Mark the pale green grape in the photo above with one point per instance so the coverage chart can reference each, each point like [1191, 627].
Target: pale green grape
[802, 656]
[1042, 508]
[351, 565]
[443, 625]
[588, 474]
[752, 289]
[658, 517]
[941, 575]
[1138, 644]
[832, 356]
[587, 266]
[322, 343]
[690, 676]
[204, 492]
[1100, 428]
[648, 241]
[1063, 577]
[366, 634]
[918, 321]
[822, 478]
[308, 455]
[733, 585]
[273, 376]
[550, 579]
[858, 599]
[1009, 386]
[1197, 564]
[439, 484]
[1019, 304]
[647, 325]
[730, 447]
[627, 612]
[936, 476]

※

Task goal: The records above need to be returned in full, with nothing altered.

Your solution:
Mark the pale green grape in the photo above with one point per instance so the coverage chart can reference each, each point like [1191, 627].
Target: pale green grape
[802, 656]
[1042, 508]
[351, 565]
[443, 625]
[588, 474]
[752, 289]
[658, 517]
[941, 575]
[1138, 644]
[832, 356]
[587, 266]
[322, 343]
[690, 676]
[204, 492]
[1100, 428]
[648, 241]
[1063, 577]
[366, 634]
[918, 321]
[822, 478]
[308, 455]
[733, 585]
[273, 376]
[550, 579]
[858, 599]
[1009, 386]
[1197, 564]
[439, 484]
[1019, 304]
[647, 325]
[730, 447]
[627, 612]
[936, 476]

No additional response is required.